(Excerpted data begins)

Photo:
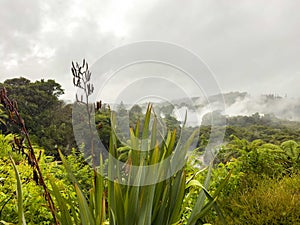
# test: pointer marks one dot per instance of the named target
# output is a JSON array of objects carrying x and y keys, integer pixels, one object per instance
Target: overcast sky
[{"x": 249, "y": 45}]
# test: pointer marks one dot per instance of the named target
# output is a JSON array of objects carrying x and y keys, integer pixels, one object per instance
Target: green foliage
[
  {"x": 272, "y": 201},
  {"x": 47, "y": 118}
]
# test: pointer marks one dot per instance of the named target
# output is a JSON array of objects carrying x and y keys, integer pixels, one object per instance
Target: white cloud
[{"x": 250, "y": 45}]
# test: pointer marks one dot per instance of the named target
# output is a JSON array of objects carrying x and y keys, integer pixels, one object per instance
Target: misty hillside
[{"x": 242, "y": 103}]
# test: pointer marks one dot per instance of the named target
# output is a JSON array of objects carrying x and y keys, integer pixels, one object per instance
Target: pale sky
[{"x": 251, "y": 46}]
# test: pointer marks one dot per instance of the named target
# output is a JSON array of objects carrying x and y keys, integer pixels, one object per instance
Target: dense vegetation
[{"x": 254, "y": 179}]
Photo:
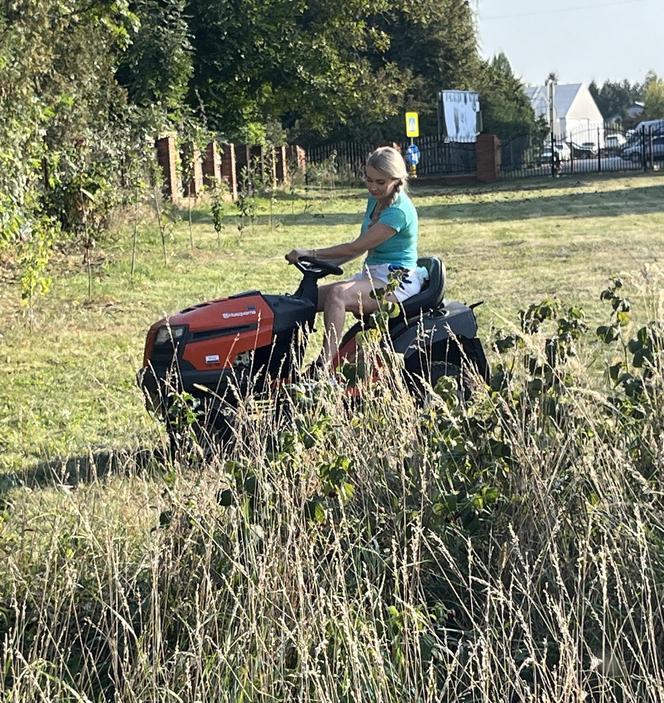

(Excerpted data ends)

• [Your objective] Every record must be copied exactly, with the pictures left out.

• [Written response]
Photo:
# test: pointer marks one dot per instance of the named target
# output is a JSON array of objects carrying x and y keys, integer pixels, one object per instance
Target: overcast sky
[{"x": 249, "y": 45}]
# test: pointer marks one dot per instance of the named target
# output is a JSON array of objects carrying x and y keys, integer pixels, one object per instance
Target: green foliage
[
  {"x": 272, "y": 201},
  {"x": 47, "y": 118}
]
# test: pointer marks one dot per instance of the named target
# output is a JSON array of objects carrying x and y keys, integer pixels, one object per instance
Target: white cloud
[{"x": 250, "y": 45}]
# test: pointer marks one dot per instance of the named target
# output is a JSON array of objects carrying x and y keys, integer pixels, one object per instance
Target: misty hillside
[{"x": 242, "y": 103}]
# test: pointer marks one dot per instance of the named target
# output is a JSON array of objects carrying x and y keys, integer pixels, one object per instance
Target: pale sky
[{"x": 251, "y": 46}]
# test: pointer marks one dot per instance of the named target
# output is a JSON array of objects carrying x and y keys, integer pixels, one object per instance
Target: dense vegetation
[{"x": 254, "y": 179}]
Photo:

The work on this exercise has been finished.